_ROWS_
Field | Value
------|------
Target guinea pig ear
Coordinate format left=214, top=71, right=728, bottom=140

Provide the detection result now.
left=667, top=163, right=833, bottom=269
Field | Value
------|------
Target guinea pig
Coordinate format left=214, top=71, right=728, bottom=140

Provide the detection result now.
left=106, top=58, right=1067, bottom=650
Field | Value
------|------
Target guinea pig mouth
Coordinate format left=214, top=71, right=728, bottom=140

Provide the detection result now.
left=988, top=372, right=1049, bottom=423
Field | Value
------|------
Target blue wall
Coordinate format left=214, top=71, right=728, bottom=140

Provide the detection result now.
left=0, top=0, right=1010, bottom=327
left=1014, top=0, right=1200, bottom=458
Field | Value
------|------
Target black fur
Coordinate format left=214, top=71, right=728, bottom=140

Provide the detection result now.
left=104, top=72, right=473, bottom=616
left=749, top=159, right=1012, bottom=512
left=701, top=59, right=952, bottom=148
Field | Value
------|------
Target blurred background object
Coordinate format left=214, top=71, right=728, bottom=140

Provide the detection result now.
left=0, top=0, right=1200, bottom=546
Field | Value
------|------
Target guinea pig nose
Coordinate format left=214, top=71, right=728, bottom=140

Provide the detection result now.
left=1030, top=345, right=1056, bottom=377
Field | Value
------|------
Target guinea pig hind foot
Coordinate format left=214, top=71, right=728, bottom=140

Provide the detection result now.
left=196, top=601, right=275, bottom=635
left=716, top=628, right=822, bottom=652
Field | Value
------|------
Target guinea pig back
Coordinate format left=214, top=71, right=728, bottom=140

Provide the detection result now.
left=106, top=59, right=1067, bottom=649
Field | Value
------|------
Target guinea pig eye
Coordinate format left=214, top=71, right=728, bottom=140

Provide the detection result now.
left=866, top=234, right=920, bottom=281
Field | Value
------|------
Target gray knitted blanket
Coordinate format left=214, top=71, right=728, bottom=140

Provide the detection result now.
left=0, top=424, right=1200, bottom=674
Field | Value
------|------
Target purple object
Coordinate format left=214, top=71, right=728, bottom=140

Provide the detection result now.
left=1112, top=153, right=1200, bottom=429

_SHORT TASK_
Print all of the items above word for word, from the first line to the last.

_FINISHED EXERCISE_
Field | Value
------|------
Target guinea pig ear
Coordinate format left=214, top=71, right=728, bottom=140

Provide the detection result now.
left=667, top=163, right=833, bottom=269
Field | Value
------|------
Target guinea pig
Coordinate format left=214, top=71, right=728, bottom=140

Provide the detection result now.
left=106, top=58, right=1067, bottom=650
Field | Value
------|------
Target guinea pig mouth
Coordinate format left=214, top=71, right=728, bottom=140

Provide the detection result now.
left=988, top=372, right=1049, bottom=423
Field | Value
------|------
Target blue wall
Coordinate format left=214, top=71, right=728, bottom=140

Provide the detection result now.
left=0, top=0, right=1010, bottom=327
left=1014, top=0, right=1200, bottom=458
Field | Value
------|------
Target black fur
Coordinate format left=214, top=71, right=728, bottom=140

Provide the detection result now.
left=104, top=72, right=473, bottom=616
left=749, top=159, right=1012, bottom=512
left=701, top=59, right=952, bottom=148
Field | Value
------|------
Target blurred background object
Coordinate format left=214, top=71, right=728, bottom=140

Provide the detection result now.
left=0, top=0, right=1200, bottom=546
Field | Value
------|------
Target guinea pig nose
Coordinate format left=214, top=71, right=728, bottom=140

Provide the detection result now.
left=1030, top=345, right=1056, bottom=377
Field | Value
------|------
Target guinea pig hind foot
Coordinate format left=214, top=71, right=728, bottom=140

Provide the detection result now.
left=196, top=601, right=275, bottom=635
left=716, top=628, right=822, bottom=652
Field | Value
------|------
Target guinea pig back
Coordinate format left=214, top=71, right=728, bottom=140

Provide the detection result now.
left=106, top=59, right=1067, bottom=649
Field | Value
------|------
Target guinea pig eye
Coordinate format left=214, top=71, right=728, bottom=140

Provide the detection result now.
left=866, top=234, right=920, bottom=281
Field | Value
------|------
Target gray knitted blanket
Coordinate format left=214, top=71, right=728, bottom=140

Provide the detection result now.
left=0, top=424, right=1200, bottom=674
Field | Value
------|------
Target purple object
Coordinate format left=214, top=71, right=728, bottom=140

Provide the detection result now.
left=1112, top=153, right=1200, bottom=429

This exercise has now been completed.